____ Text

Archive for สิงหาคม 18th, 2008

Google pipped - Apple the new king of Silicon Valley as market value overtakes hi-tech rival

Posted by aggarat@sanook.com 18 สิงหาคม, 2008 (0) Comment

 

Apple corporate HQ in Cupertino, California

The sleek, touchscreen iPhone has proved so lucrative for Apple that the electronic gadgets manufacturer has unseated Google to become the most valuable company in America’s cradle of technological innovation, Silicon Valley.

Queues outside Apple’s stores are commonplace since the phone’s launch a year ago as shoppers line up to get their hands on the prized device.

On Wall Street, the phenomenal popularity of the phone has fuelled a 44% surge in Apple’s share price in 12 months. By the close of trading on Wednesday, Apple’s market value had edged up to $158.8bn - a shade ahead of Google’s $157.2bn.

Apple’s predominance amounts to a shift in the balance of power in the hi-tech world. The company has repeatedly been able to eclipse rivals with its distinctive, easy-to-use designs. The iMac and the iPod continue to be firm favourites among laptop computer buyers and music fans.

Meanwhile, Google’s once dazzling star has waned slightly as America’s economic slowdown has eaten into online advertising and investors have wondered how the company can produce solid profits from expensive ventures such as the video-sharing website YouTube.

Scott Kessler, an equities analyst specialising in technology at Standard & Poor’s in New York, said the twin fortunes of Apple and Google were central to the technological landscape: “These are the two companies most currently identified with the notion of innovation - not just in Silicon Valley or in this country but arguably in the world.”

________
____ Dataset entries

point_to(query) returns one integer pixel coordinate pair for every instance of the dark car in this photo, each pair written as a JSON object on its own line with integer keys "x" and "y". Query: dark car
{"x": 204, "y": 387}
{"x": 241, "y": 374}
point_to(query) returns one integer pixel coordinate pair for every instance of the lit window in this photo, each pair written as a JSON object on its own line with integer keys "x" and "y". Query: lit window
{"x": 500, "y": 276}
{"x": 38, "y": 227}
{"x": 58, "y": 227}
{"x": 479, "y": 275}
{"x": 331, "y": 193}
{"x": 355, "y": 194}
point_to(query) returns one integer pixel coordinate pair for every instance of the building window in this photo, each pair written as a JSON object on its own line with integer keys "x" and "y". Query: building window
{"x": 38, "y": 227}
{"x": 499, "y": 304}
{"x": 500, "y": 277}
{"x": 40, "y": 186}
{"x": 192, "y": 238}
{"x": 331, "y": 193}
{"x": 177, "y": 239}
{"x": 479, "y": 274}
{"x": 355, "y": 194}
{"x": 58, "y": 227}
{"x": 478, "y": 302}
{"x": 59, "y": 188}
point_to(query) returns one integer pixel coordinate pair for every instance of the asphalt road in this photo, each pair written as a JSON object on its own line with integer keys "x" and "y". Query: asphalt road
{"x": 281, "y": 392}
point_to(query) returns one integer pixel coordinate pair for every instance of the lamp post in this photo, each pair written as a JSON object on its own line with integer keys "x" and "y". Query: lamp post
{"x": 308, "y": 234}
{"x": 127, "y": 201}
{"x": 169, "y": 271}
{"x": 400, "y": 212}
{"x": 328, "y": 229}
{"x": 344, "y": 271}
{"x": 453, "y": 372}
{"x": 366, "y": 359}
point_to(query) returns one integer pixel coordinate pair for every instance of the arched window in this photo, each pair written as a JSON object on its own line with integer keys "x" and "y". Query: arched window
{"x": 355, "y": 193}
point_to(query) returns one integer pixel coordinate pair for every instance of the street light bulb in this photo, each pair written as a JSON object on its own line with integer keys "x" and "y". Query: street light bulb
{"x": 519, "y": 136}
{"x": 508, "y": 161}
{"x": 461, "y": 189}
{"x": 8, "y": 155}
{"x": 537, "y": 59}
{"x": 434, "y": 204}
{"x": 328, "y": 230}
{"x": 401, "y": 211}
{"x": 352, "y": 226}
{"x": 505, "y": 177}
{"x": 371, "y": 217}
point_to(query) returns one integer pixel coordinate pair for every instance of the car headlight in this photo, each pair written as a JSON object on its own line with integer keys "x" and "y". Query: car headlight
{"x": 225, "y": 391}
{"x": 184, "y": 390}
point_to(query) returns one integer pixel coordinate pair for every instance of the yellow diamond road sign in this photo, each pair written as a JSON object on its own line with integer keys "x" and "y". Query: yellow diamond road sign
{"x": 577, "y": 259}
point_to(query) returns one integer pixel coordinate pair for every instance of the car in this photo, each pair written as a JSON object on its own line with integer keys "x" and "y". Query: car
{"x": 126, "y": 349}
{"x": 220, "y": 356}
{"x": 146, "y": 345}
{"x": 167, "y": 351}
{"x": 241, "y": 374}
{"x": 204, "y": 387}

________

Complete the following.
1/ Which Apple products does the Apple and Google article mention by name? List every one.
2/ Pick up the Apple and Google article after its last sentence and keep writing it.
The data comes from a different source than the Apple and Google article.

Task-by-task answers.
1/ iPhone, iMac, iPod

2/
The milestone amounts to a reassertion of success by an older technological generation. Apple was founded by schoolfriends Steve Jobs and Steve Wozniak in 1976 making it elderly in comparison to Google which has only existed for 10 years.

Experts say Apple’s distinctive skill is its ability to reinvent itself with new products which are typically kept secret until the last possible moment.

“It’s one of the few companies that has been able to internally develop a number of blockbuster products and killer applications,” said Kessler.

Apple fans tend to attribute a large chunk of the company’s success to the personal entrepreneurial instincts of Jobs, who is chief executive and is heavily involved in product development. When Jobs appeared to be gaunt and thinner than usual, Apple’s stock briefly slumped last night before the company scotched rumours that he was ill.

While Apple and Google differ widely in their business models, they have a degree of personal overlap. Google’s chief executive, Eric Schmidt, sits on Apple’s board as a non-executive director. The companies are based barely five miles apart in a sprawling hi-tech corridor running south of San Francisco. Apple is in the town of Cupertino while Google is in neighbouring Mountain View.

Neither company offered any immediate reaction to the shift in supremacy. Apple did not return calls and a Google spokesman said: “We never comment on our stock price.”

However, Apple has had few qualms about boasting of its prowess in the past. When the company’s value overtook the computer maker Dell two years ago, Jobs sent out a companywide email reminding staff that Dell’s founder had once predicted Apple’s imminent demise.

“Team, it turned out that Michael Dell wasn’t perfect at predicting the future,” wrote Jobs. “Stocks go up and down, and things may be different tomorrow, but I thought it was worth a moment of reflection today.”

For Apple, the iPhone has provided an edge in creativity and convenience. When a 3G version of the phone came out last month, Apple sold a million of the handsets in a single weekend.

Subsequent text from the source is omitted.